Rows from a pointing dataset
● ● ● ●

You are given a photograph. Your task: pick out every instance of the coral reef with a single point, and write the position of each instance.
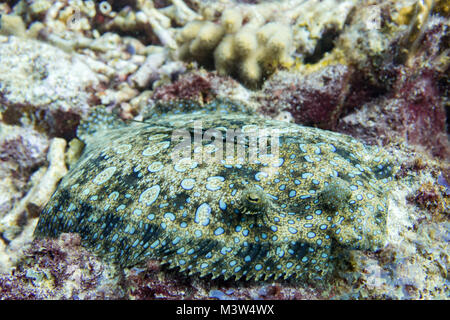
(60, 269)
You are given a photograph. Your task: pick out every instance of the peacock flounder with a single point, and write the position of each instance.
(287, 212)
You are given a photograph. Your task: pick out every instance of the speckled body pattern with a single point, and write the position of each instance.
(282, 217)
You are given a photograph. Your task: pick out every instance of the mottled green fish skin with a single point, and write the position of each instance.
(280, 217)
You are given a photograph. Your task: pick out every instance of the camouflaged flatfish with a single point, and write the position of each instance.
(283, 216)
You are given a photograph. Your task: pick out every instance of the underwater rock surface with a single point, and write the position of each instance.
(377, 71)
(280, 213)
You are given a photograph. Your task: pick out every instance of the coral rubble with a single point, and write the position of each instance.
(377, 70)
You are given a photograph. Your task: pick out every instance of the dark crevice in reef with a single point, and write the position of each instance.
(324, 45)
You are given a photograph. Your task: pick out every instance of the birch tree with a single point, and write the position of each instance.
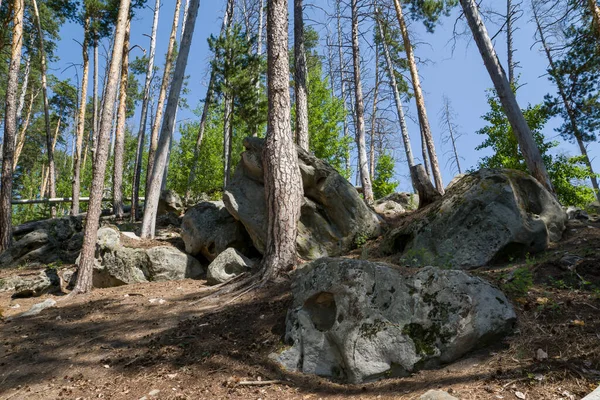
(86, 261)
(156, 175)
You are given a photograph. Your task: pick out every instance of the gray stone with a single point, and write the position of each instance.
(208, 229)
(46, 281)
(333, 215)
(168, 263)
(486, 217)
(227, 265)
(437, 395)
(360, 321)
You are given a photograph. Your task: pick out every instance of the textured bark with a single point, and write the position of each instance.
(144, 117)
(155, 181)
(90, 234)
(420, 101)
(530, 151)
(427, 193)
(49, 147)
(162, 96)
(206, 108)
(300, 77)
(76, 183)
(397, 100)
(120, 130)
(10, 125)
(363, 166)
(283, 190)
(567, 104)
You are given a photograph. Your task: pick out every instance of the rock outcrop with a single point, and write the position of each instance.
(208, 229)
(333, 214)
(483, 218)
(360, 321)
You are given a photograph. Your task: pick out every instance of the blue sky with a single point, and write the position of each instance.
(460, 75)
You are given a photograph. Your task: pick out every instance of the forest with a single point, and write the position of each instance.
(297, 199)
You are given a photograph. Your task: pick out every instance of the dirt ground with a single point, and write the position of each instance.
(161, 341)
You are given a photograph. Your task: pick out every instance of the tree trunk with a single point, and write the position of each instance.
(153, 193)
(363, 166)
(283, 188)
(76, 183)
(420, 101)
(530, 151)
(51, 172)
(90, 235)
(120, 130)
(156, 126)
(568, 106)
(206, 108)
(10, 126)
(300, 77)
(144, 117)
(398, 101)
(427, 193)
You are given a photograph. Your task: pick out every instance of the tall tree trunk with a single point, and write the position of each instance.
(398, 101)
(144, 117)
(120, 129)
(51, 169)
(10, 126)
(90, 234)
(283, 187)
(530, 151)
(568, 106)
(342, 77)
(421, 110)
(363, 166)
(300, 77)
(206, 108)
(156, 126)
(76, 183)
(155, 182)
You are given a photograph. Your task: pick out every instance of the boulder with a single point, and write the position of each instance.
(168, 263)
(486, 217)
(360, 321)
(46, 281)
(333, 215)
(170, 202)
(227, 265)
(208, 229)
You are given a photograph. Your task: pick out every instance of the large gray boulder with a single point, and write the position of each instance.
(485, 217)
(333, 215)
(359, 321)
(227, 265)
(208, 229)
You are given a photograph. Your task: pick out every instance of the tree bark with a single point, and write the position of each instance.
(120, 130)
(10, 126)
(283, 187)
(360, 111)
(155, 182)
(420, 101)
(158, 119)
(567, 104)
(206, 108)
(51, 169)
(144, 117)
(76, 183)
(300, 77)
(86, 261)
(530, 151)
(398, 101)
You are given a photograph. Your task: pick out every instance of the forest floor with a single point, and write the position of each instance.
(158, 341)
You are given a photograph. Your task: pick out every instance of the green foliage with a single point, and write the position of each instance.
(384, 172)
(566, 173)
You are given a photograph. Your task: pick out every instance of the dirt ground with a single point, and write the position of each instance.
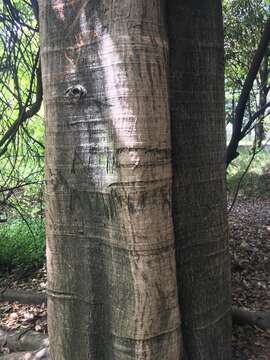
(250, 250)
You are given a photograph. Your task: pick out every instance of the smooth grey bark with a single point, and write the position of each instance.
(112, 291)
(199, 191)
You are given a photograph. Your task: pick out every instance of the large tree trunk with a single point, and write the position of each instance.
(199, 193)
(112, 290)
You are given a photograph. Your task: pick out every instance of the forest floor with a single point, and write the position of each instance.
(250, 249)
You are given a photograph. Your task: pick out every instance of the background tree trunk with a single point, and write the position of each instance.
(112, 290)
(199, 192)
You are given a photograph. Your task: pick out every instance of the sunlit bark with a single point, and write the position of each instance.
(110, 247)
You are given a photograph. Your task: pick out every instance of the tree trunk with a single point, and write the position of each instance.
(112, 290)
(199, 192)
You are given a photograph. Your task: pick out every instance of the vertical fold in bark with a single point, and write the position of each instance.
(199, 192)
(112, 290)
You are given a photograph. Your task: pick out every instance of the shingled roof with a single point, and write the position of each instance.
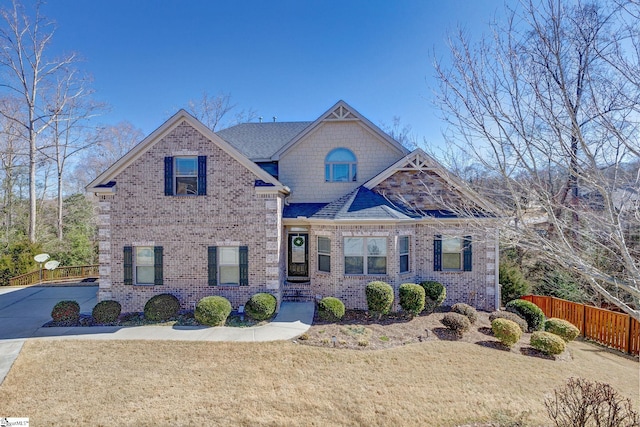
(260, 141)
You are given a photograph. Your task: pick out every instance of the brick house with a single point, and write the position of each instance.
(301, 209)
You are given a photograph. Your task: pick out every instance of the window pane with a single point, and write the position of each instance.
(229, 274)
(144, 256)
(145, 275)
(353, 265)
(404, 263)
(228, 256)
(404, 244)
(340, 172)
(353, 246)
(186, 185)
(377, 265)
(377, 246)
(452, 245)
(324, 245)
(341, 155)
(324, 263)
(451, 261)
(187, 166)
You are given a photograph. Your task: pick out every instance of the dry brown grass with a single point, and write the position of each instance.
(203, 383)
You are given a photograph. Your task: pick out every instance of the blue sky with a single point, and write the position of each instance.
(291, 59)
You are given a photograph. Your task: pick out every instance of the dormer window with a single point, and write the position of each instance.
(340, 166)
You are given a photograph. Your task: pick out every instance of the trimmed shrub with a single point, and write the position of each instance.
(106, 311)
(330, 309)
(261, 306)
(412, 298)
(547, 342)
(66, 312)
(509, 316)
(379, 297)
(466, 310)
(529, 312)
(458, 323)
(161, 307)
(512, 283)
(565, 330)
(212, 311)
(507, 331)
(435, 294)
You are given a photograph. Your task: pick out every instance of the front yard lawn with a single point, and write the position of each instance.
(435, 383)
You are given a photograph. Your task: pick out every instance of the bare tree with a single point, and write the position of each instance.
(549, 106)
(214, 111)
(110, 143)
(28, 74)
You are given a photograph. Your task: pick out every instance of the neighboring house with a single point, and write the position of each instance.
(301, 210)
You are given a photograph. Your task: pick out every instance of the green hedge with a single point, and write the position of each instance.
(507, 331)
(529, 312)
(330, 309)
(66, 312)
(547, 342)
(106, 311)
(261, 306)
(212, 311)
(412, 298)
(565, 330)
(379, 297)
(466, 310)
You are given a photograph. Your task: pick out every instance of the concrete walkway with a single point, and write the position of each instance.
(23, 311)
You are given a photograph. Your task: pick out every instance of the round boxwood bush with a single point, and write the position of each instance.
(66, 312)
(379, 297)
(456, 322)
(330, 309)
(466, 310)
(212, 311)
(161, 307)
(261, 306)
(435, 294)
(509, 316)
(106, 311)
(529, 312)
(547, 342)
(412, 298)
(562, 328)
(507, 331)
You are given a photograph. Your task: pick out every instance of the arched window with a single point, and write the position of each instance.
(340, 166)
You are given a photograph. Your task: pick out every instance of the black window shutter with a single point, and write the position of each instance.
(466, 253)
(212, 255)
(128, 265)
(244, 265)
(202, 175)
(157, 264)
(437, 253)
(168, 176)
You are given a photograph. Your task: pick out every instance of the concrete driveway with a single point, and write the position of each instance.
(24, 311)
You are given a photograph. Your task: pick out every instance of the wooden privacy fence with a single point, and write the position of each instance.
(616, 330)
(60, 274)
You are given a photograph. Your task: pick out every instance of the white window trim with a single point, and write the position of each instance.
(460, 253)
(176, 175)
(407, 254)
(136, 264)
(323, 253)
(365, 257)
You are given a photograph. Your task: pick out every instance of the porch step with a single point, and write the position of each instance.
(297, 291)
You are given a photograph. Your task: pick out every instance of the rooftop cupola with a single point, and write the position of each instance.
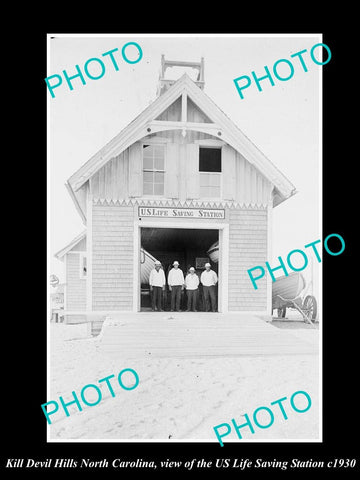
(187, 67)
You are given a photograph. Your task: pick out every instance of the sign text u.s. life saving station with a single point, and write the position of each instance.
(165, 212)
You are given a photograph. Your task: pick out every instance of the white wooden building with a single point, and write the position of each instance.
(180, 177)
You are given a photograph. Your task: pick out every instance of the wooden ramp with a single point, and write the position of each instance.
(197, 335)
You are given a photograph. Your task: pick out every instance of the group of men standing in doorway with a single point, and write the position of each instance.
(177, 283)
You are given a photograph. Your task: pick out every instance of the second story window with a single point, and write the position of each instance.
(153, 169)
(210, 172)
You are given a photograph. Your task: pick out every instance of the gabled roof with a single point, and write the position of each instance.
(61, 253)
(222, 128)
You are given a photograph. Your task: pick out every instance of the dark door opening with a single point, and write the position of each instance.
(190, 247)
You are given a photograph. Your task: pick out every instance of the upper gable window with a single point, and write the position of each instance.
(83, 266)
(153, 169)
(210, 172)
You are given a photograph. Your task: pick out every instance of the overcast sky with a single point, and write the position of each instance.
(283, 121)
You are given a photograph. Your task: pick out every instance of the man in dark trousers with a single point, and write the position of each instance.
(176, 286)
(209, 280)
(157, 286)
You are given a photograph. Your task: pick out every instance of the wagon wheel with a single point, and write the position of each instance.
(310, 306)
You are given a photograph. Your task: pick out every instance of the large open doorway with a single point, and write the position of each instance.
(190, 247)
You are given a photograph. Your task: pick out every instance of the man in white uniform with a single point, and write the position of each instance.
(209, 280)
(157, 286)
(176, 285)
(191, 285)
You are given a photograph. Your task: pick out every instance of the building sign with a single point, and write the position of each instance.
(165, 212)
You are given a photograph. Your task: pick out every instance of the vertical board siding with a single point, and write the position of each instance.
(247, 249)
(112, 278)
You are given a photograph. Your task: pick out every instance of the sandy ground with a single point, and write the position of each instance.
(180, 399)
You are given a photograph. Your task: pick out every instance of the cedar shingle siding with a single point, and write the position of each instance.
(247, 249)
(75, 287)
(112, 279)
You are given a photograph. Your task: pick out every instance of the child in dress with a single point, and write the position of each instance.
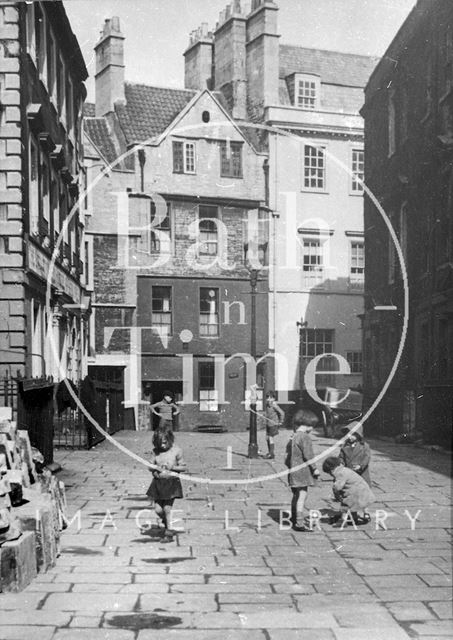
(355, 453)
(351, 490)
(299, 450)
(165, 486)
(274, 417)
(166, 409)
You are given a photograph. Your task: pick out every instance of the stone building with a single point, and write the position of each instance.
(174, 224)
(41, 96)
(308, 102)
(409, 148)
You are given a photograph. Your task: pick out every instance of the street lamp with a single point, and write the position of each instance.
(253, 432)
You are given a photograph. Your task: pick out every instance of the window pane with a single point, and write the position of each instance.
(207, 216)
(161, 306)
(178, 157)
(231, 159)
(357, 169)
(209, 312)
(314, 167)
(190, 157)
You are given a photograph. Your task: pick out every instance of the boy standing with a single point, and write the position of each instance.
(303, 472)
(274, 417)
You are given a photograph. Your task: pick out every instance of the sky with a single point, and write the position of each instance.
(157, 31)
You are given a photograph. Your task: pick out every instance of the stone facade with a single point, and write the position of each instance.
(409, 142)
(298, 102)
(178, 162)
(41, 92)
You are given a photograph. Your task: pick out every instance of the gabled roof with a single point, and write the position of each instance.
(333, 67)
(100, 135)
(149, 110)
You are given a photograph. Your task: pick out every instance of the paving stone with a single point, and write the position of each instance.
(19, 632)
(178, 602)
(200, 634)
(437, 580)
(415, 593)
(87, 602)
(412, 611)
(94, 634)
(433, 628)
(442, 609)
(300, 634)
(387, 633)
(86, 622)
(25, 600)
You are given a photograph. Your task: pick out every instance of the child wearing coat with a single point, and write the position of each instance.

● ● ● ●

__PROBLEM STATEMENT__: Your task is to reproduce, exactly and exclusively, the lines from the one holding "of the paving" through the final line of the listing.

__FULL OUTPUT__:
You are given a photograph. Your task: pick out every instance of the paving stone with a single point, and write the position of each instance.
(19, 632)
(178, 602)
(200, 634)
(437, 580)
(415, 593)
(87, 602)
(412, 611)
(94, 634)
(433, 628)
(442, 609)
(300, 634)
(387, 633)
(86, 622)
(25, 600)
You are given a photograph. Your task: pick out every instance of the child wearing coat with a single point, and write the position of each instance.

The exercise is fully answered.